*What needs to be done*: Convert the listing below into a Markdown table with the columns Row and Entry. Give each line its own row with a sequential number, and skip any blank lines.

*Information shown*:

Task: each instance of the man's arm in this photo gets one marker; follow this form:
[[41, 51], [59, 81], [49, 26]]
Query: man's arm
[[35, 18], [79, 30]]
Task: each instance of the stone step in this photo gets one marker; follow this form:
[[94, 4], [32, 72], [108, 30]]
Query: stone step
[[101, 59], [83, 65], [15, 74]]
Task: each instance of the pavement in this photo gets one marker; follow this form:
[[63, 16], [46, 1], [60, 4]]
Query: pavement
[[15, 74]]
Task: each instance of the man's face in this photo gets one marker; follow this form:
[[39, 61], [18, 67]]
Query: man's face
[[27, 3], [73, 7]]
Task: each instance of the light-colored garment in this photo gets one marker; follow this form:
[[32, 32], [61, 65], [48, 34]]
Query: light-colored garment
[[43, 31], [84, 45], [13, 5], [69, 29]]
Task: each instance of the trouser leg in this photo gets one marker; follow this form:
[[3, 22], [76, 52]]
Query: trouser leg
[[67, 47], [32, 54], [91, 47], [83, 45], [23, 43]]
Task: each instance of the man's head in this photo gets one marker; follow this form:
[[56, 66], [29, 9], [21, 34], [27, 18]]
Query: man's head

*Exercise answer*:
| Row | Entry |
|---|---|
| 1 | Task: each instance of the man's arm in this photo gets one marker; follow this form: |
| 2 | [[41, 51], [59, 81], [49, 26]] |
| 3 | Query: man's arm |
| 4 | [[35, 18], [79, 30]] |
| 5 | Task: each instance of the stone step in this photo gets one marker; follow this form: |
| 6 | [[94, 4], [32, 72], [108, 30]] |
| 7 | Query: stone step |
| 8 | [[101, 59], [83, 65], [15, 74]] |
| 9 | Task: each instance of the pavement in this photo gets one marker; follow this form: |
| 10 | [[63, 16], [46, 1], [60, 4]] |
| 11 | Query: pavement |
| 12 | [[15, 74]] |
| 13 | Task: each instance of the man's face in this photo gets one marker; follow this form: |
| 14 | [[39, 61], [18, 67]] |
| 15 | Query: man's face |
| 16 | [[27, 3], [73, 7]] |
| 17 | Task: each instance of the light-colored garment in this photo gets one marker; follow this form: |
| 18 | [[32, 32], [61, 65], [48, 34]] |
| 19 | Query: light-colored garment |
| 20 | [[43, 31], [84, 45], [13, 5], [69, 29]] |
| 21 | Task: each instance of the trouser leg in this photo gets one marker; follow this form: |
| 22 | [[3, 22], [76, 52]] |
| 23 | Query: trouser leg |
| 24 | [[67, 47], [32, 54], [91, 47], [83, 45], [23, 43]] |
| 25 | Task: each instance of the man's head in this photo gets one marker; follow this form: |
| 26 | [[56, 66], [29, 9], [21, 34], [27, 18]] |
| 27 | Query: man's head |